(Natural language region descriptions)
• • • • •

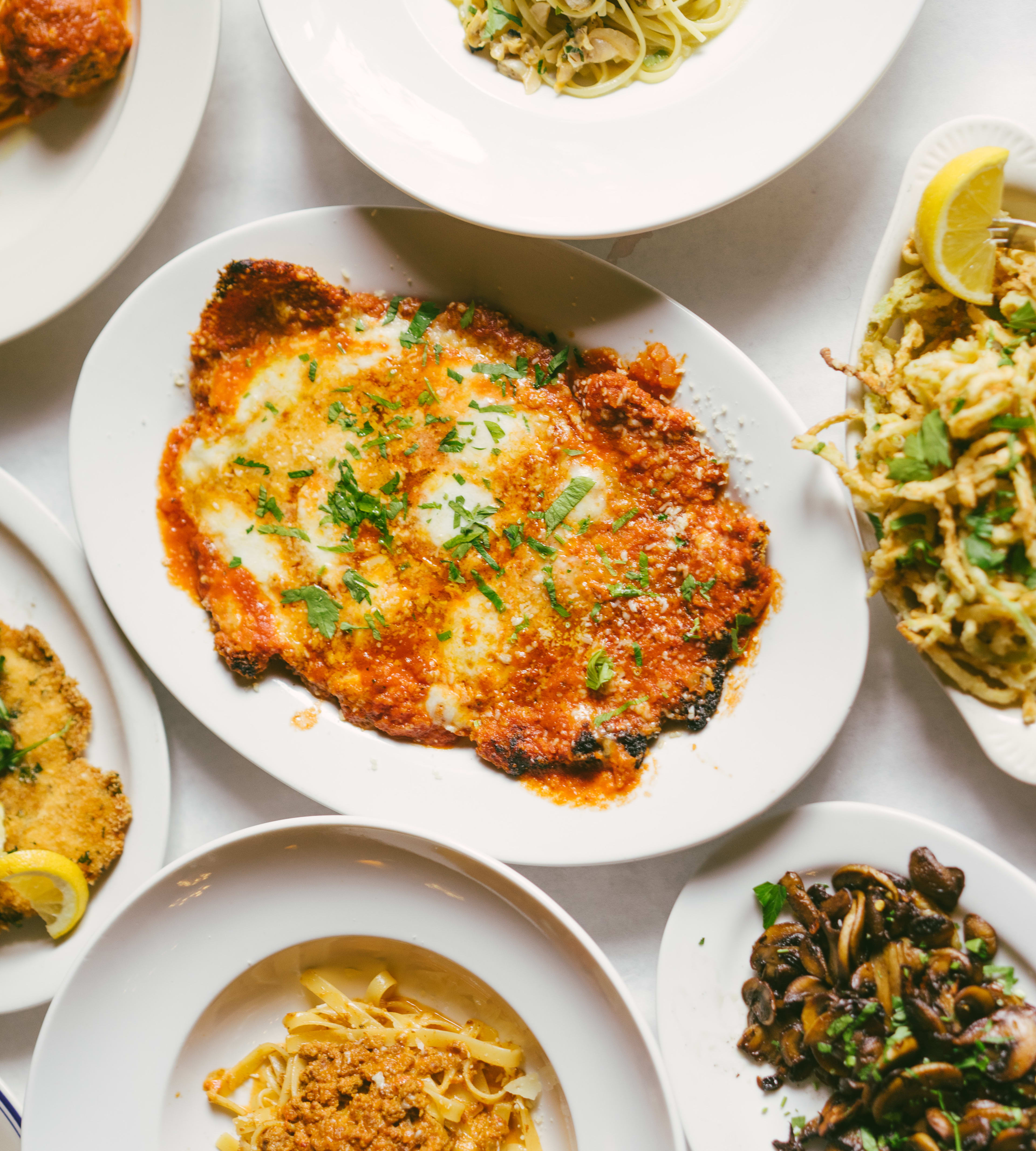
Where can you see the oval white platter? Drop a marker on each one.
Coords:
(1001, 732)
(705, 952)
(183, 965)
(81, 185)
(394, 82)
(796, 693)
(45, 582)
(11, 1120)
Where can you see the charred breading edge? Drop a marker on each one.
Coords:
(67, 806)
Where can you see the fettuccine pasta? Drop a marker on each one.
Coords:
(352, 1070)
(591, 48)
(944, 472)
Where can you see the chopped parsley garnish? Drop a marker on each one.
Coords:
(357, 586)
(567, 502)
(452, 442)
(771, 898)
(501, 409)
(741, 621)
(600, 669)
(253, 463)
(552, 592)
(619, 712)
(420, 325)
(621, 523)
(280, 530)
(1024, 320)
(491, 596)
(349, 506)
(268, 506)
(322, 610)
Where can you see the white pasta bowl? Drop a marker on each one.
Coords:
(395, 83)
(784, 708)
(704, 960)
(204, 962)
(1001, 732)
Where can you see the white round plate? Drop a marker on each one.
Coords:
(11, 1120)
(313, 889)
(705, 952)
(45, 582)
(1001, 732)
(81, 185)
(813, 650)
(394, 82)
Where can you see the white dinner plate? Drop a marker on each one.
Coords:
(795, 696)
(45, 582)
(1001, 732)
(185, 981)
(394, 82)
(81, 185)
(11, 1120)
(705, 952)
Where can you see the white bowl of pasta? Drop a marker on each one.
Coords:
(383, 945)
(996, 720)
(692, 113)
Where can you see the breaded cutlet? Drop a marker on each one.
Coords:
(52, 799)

• • • • •

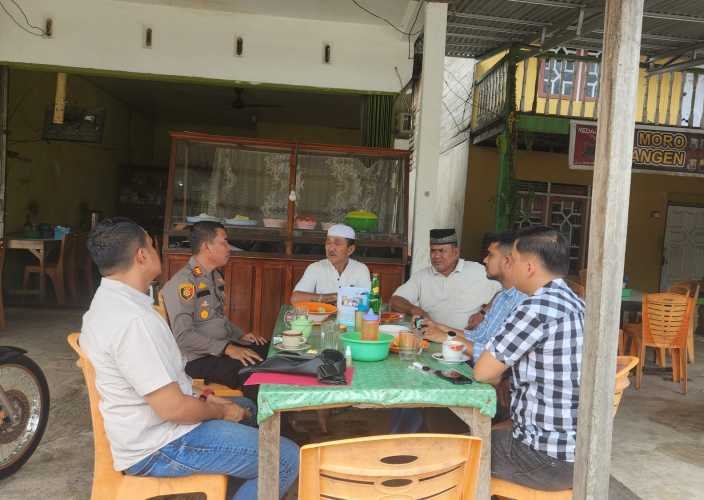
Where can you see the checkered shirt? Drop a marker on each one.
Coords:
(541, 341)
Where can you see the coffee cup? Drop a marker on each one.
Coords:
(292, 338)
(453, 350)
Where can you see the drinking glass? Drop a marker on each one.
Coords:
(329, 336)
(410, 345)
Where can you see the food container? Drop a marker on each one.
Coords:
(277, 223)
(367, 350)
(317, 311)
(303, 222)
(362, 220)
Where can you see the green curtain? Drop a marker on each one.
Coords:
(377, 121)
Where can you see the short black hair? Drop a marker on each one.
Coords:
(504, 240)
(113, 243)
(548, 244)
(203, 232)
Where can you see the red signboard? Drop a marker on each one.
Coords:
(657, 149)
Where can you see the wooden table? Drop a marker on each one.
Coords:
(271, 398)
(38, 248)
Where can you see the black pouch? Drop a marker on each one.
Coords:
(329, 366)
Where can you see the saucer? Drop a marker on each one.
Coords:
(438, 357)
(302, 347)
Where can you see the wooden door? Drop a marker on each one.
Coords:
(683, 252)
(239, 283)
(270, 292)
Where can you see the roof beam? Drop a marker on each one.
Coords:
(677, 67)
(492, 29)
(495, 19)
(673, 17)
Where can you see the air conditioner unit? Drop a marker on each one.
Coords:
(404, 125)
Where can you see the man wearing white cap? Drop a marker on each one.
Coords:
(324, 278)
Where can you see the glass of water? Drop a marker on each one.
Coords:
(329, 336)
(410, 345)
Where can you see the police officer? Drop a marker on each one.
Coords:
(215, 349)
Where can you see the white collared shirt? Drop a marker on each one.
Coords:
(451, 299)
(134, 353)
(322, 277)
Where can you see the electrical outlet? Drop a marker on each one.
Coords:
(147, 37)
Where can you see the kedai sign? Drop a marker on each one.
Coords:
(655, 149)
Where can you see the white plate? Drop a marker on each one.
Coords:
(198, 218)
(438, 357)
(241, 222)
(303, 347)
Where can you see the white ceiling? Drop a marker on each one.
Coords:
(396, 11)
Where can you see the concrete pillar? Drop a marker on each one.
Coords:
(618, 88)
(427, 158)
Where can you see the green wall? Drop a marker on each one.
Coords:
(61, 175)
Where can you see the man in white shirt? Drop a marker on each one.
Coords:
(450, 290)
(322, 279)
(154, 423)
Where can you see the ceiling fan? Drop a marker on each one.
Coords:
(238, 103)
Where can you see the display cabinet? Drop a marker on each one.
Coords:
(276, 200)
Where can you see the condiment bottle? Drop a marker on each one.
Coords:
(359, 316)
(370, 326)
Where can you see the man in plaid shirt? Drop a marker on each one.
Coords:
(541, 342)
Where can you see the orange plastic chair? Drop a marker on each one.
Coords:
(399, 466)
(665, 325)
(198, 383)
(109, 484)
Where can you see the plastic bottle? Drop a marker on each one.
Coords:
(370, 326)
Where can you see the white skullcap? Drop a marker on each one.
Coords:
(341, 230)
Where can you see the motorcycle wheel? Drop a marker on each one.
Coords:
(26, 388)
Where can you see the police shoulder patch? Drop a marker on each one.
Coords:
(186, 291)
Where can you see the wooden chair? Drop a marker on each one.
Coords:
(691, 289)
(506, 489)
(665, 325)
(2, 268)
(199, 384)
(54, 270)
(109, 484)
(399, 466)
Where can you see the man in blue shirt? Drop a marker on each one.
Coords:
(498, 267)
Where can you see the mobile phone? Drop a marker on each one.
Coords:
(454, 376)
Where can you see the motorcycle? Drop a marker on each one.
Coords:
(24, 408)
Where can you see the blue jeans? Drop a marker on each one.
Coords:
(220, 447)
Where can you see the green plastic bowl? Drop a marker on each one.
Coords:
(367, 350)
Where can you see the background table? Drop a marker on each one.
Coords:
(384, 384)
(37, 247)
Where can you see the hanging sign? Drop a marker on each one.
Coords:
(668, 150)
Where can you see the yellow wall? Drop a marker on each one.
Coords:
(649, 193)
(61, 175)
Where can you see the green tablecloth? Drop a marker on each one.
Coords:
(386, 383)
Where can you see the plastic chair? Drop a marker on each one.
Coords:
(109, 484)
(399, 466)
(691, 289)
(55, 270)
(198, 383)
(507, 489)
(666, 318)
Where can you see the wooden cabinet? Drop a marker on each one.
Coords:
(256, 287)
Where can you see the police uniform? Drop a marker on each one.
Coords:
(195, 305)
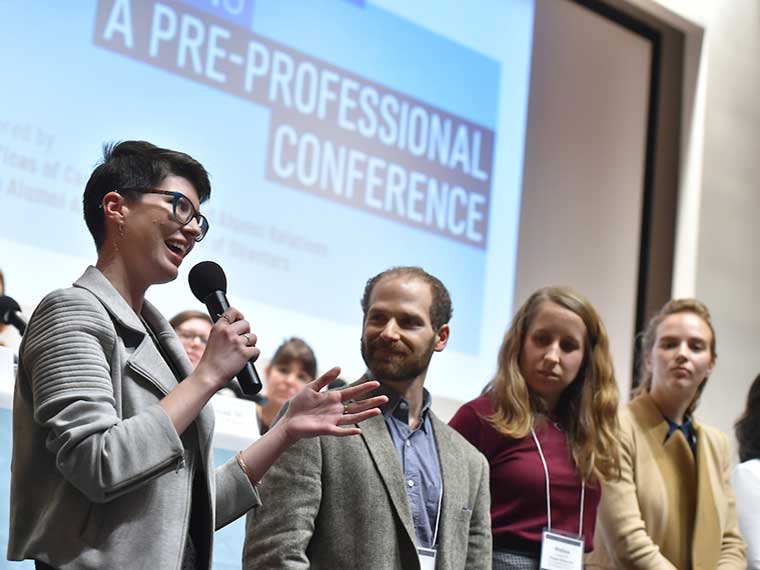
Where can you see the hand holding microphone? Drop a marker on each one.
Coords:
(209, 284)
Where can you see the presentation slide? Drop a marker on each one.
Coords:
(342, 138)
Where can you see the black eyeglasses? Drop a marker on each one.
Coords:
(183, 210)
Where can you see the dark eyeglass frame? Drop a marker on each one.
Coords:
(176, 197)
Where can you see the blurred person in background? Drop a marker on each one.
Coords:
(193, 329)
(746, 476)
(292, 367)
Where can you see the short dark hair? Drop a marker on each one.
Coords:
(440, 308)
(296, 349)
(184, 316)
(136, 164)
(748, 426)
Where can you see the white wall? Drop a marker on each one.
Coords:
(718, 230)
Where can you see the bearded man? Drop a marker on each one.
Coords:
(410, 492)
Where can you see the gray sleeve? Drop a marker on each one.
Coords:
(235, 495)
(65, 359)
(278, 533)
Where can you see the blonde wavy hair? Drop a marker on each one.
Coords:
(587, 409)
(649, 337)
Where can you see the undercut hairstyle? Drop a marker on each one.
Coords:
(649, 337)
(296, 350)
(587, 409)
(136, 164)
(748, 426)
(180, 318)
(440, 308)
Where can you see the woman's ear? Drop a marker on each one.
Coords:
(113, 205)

• • • • •

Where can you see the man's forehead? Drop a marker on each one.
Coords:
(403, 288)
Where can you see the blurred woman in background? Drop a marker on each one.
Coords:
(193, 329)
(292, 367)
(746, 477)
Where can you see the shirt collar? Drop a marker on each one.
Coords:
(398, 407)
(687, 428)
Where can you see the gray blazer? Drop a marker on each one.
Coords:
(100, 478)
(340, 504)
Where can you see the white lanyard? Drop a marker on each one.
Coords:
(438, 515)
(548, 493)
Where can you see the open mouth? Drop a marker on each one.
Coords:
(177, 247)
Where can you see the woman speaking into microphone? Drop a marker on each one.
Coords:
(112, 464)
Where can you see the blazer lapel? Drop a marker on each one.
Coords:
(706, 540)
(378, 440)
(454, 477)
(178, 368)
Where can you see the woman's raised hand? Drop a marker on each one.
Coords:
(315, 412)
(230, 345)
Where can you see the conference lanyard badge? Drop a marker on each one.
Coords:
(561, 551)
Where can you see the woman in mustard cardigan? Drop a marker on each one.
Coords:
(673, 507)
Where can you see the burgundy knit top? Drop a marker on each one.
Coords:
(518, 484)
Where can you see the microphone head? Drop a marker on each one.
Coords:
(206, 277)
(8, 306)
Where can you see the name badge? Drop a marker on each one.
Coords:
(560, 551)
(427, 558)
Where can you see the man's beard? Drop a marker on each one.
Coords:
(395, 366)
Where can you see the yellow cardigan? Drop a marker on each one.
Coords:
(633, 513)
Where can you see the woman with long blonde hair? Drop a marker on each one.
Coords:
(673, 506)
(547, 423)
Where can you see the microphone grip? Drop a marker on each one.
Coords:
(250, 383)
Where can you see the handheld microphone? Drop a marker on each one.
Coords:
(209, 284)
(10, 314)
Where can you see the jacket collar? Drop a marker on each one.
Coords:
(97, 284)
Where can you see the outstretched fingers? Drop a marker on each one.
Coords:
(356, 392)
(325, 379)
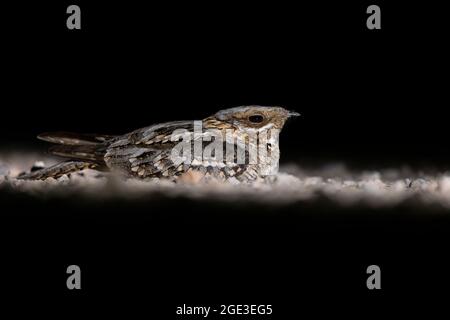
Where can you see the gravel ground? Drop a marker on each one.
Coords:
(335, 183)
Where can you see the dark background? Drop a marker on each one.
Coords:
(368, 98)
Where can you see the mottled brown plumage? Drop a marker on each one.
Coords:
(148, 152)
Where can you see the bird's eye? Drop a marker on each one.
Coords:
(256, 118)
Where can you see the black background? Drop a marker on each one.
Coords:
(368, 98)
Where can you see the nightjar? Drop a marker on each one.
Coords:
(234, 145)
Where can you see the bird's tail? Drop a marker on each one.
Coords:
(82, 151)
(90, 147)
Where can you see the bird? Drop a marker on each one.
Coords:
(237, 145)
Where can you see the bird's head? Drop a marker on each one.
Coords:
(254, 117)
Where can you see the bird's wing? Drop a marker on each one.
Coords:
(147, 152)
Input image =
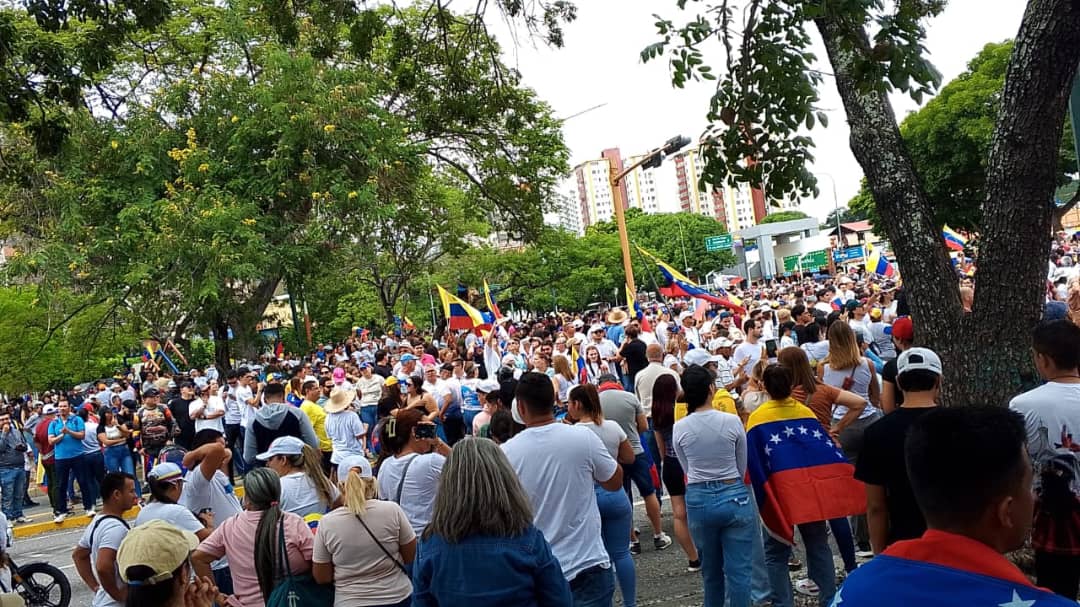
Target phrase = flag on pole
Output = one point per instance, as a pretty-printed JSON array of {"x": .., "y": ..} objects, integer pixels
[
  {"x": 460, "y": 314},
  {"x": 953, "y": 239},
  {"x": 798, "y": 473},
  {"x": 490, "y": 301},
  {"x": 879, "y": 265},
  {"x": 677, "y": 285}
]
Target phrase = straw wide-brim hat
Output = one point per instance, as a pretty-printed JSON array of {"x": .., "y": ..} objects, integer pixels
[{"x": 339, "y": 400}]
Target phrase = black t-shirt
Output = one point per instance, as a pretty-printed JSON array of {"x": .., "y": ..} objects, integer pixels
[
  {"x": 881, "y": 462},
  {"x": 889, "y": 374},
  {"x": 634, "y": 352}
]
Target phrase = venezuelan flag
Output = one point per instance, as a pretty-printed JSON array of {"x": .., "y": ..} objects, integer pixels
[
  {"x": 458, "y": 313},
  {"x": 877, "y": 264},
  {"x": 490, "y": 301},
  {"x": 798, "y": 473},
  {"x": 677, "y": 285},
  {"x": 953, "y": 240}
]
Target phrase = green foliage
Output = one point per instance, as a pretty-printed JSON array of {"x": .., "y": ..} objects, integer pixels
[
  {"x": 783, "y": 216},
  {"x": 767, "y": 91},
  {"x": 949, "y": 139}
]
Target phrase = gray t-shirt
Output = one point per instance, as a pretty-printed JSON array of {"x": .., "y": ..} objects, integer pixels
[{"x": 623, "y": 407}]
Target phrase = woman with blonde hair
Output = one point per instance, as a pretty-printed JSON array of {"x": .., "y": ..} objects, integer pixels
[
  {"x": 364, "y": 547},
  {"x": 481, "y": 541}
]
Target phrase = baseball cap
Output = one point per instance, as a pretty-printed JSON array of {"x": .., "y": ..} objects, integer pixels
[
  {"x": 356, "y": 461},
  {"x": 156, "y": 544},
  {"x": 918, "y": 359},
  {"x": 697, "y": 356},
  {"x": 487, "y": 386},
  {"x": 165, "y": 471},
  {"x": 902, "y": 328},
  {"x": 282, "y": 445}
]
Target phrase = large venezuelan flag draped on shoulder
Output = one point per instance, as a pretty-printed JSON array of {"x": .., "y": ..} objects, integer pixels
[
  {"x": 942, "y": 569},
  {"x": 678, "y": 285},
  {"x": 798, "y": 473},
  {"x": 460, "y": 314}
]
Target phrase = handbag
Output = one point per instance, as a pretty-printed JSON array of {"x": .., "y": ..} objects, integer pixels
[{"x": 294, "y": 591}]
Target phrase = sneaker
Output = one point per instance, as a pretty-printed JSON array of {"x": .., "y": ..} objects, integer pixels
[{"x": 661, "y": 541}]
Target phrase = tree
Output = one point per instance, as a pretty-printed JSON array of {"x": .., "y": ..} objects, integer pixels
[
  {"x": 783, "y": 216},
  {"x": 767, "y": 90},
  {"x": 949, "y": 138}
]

• • • • •

Of the lines above, output exactly those from the line bearing "Where can you see the checkered" through the line bearing "Where can you see the food", inclusive.

**YOUR RESPONSE:**
Where can you see the checkered shirt? Drop a marker on each one.
Coords:
(541, 341)
Where can you see the coffee cup? Drop a marker on each one.
Coords:
(292, 338)
(453, 350)
Where can you see the drinking glass? Drop a marker on each one.
Coords:
(329, 336)
(410, 345)
Where can you see the food container? Drop a marker on each one.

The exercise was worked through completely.